Return exactly the line that contains "Task: indicate one point on every instance of the white sneaker" and all lines beneath it in the entries, through the very last one.

(Listed entries)

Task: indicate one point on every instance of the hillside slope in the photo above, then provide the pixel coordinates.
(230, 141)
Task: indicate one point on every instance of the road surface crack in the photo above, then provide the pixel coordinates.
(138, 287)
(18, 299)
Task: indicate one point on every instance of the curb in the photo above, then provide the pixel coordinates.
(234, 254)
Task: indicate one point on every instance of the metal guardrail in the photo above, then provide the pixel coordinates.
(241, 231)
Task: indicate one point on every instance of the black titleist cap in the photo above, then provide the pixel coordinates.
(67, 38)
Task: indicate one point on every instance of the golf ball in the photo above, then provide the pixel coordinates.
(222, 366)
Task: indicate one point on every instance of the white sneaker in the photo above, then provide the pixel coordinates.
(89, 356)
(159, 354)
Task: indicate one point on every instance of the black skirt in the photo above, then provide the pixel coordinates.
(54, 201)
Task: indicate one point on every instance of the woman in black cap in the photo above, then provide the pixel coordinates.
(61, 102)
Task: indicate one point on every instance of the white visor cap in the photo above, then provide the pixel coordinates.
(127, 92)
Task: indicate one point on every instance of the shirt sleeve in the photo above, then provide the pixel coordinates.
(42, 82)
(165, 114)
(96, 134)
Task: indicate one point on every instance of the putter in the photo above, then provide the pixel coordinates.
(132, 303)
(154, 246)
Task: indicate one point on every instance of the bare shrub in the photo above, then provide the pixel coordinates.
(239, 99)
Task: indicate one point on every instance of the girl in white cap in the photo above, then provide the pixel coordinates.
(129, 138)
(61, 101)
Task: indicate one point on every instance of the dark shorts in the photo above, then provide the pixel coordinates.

(End Listed entries)

Output for this exercise:
Task: indicate one point on every instance of the white sneaker in the photo above, then provide the pixel coordinates.
(89, 356)
(159, 354)
Task: indicate one point on every instance of the black skirt in the photo above, then provide the pixel coordinates.
(54, 201)
Task: indicate one point on every instance of the woman in black cap in the photo above, then provide the pixel coordinates.
(61, 102)
Task: indicate one point on every instance of the white visor cap in the photo above, then provide the pixel coordinates.
(127, 92)
Task: indicate one point on every instance of the shirt sleeve in the photo above, then provide the pixel coordinates.
(42, 82)
(165, 114)
(96, 134)
Task: indicate one point on every instance of the putter in the photo above, then provide the pixel coordinates.
(132, 303)
(154, 246)
Task: indicate one point on every instance of the bare shrub in the photo above, then provide the pixel coordinates.
(239, 99)
Task: indicate one point on every instance of the girl in white cap in the photo above, then provide the pixel coordinates.
(129, 138)
(61, 101)
Task: indicate one point on every instance of the dark shorts in the photo above, then provide the pixel coordinates.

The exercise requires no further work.